▶ Problem to work on: Each line of the listing that includes the string "target" needs to be located and copied.
.....
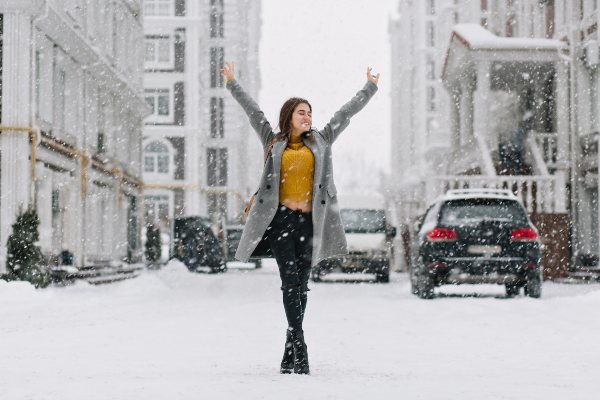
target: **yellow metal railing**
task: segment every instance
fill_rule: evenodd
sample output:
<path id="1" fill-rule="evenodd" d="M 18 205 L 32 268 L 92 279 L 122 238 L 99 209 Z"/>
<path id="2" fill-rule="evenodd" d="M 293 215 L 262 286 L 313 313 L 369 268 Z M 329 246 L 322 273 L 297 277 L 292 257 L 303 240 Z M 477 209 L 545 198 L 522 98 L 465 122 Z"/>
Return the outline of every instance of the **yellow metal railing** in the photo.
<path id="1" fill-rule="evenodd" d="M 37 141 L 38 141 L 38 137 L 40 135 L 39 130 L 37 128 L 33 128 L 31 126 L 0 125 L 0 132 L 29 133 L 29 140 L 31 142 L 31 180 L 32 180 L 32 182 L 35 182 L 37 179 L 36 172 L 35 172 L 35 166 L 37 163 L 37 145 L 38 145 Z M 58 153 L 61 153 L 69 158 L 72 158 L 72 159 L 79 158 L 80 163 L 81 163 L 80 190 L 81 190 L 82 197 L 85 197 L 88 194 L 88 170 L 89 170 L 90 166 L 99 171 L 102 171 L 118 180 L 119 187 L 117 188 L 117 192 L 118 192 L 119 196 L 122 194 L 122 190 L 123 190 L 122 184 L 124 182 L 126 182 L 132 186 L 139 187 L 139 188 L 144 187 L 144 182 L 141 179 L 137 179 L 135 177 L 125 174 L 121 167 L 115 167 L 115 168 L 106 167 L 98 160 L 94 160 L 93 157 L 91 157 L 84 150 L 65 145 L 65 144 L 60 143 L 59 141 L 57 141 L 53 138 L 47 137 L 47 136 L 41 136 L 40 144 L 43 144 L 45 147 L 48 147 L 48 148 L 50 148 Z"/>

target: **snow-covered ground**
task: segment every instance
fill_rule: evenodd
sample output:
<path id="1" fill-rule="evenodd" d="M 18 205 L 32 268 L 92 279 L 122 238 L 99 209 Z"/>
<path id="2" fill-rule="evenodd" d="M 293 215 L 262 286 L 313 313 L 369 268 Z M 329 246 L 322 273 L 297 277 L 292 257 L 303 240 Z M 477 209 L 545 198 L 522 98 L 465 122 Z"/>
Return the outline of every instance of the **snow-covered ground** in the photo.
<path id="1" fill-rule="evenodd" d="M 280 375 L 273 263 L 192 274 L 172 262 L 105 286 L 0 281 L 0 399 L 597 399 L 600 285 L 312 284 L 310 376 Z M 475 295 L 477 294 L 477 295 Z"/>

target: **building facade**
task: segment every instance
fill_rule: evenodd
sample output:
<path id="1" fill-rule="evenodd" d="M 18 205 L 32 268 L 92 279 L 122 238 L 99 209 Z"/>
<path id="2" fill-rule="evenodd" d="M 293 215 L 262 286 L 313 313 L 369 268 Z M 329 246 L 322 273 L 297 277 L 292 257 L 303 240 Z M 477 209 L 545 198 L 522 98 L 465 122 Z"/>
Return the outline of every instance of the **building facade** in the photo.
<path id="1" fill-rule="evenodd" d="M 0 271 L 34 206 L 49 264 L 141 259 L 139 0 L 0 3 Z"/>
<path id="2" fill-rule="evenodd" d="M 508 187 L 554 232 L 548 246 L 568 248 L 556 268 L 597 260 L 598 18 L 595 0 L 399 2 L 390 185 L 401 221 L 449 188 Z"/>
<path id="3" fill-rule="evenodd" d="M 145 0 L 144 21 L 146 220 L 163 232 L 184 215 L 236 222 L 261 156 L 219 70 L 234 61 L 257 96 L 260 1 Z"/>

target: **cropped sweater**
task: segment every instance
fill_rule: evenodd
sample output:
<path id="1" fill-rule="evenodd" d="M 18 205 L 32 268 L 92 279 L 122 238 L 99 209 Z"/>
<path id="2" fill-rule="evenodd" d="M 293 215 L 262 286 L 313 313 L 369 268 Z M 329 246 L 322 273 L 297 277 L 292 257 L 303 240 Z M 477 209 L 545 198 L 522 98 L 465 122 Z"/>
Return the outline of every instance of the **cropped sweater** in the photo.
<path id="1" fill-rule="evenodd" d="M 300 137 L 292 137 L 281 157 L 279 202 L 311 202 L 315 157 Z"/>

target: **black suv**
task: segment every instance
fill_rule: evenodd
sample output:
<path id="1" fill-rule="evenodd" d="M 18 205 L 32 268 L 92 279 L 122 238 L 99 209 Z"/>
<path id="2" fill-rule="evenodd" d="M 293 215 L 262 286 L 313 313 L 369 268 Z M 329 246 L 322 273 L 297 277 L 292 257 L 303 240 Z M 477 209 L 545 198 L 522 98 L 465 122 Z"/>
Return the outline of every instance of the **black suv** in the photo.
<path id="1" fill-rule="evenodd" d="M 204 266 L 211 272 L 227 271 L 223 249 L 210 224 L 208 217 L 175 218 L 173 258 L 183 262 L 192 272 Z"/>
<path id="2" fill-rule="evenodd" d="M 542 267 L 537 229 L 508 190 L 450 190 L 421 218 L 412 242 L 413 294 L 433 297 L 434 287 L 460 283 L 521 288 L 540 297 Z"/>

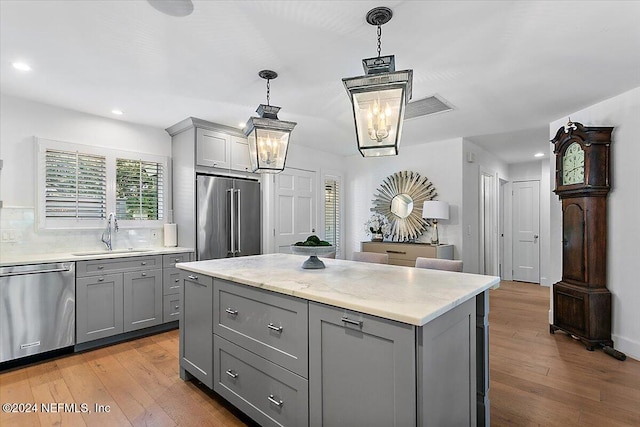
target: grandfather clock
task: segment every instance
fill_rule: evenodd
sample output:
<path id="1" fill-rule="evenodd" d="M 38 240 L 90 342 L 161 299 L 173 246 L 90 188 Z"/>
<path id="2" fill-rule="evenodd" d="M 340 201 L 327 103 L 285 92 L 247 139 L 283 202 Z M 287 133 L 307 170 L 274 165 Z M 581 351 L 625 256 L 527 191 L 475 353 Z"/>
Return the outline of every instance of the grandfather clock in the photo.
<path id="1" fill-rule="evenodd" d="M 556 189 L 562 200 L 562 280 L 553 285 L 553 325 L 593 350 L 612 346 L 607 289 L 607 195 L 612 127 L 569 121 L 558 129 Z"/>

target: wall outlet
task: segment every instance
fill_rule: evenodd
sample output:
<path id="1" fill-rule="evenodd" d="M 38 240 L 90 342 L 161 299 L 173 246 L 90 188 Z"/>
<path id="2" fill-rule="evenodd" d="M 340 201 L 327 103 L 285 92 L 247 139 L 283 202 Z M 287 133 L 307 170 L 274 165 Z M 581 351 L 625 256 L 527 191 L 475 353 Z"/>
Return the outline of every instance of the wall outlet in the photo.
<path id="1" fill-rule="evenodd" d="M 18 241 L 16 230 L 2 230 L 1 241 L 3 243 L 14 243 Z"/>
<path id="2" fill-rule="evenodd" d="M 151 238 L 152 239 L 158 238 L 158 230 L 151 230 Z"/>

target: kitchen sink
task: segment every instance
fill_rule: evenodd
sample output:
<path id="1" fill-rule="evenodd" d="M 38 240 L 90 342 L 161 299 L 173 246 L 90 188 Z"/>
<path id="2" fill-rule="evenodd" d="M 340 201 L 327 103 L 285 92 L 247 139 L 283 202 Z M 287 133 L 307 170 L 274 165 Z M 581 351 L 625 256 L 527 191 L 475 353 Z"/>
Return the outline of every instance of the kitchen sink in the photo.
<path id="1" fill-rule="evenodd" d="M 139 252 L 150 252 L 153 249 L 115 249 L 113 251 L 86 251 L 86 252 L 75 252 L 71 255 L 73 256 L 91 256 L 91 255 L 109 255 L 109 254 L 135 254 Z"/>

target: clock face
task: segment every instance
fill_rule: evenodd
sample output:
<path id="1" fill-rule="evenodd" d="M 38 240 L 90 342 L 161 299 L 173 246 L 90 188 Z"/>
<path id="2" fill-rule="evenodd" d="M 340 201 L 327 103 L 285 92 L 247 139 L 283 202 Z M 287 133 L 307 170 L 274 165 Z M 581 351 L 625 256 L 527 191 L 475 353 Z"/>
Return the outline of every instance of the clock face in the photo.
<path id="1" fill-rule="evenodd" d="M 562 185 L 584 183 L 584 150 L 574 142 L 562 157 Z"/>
.....
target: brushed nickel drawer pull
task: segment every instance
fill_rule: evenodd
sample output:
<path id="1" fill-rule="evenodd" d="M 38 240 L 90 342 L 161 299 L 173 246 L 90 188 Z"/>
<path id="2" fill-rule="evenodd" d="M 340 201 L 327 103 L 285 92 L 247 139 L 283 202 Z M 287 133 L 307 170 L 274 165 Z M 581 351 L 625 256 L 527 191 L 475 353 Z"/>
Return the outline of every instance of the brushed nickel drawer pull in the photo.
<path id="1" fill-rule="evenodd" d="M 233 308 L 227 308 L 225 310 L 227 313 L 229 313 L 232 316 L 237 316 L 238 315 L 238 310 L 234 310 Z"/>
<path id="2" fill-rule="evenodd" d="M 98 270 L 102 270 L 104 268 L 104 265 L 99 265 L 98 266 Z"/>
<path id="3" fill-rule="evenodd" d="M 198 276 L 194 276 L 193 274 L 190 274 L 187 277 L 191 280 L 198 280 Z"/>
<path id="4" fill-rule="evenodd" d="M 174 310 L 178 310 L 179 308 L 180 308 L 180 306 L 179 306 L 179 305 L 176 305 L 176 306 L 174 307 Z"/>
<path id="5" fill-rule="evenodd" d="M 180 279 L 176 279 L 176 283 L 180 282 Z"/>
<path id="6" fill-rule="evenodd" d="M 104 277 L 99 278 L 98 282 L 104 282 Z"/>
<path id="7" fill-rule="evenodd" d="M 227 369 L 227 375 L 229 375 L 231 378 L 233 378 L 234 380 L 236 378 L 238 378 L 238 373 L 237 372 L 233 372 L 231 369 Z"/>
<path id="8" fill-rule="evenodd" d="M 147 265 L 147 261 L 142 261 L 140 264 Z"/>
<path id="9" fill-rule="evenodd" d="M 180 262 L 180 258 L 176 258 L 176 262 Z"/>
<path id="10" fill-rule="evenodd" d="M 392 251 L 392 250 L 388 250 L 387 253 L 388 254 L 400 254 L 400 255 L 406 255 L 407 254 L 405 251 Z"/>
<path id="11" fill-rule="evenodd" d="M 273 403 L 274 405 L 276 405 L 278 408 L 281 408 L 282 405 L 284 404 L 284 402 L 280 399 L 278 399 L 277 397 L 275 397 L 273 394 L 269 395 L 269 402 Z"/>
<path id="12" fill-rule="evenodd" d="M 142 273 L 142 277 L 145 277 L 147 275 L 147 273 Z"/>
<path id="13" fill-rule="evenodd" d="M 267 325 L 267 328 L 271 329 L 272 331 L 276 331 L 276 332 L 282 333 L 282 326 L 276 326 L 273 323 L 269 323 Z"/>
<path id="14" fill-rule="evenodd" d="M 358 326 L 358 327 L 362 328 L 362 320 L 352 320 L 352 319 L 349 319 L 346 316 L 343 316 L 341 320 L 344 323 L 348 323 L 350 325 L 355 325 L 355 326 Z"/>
.....
▶ The answer:
target: **yellow metal railing**
target: **snow-covered ground**
target: **building facade**
target: **cropped sweater**
target: **black suv**
target: grandfather clock
target: wall outlet
target: kitchen sink
target: clock face
target: brushed nickel drawer pull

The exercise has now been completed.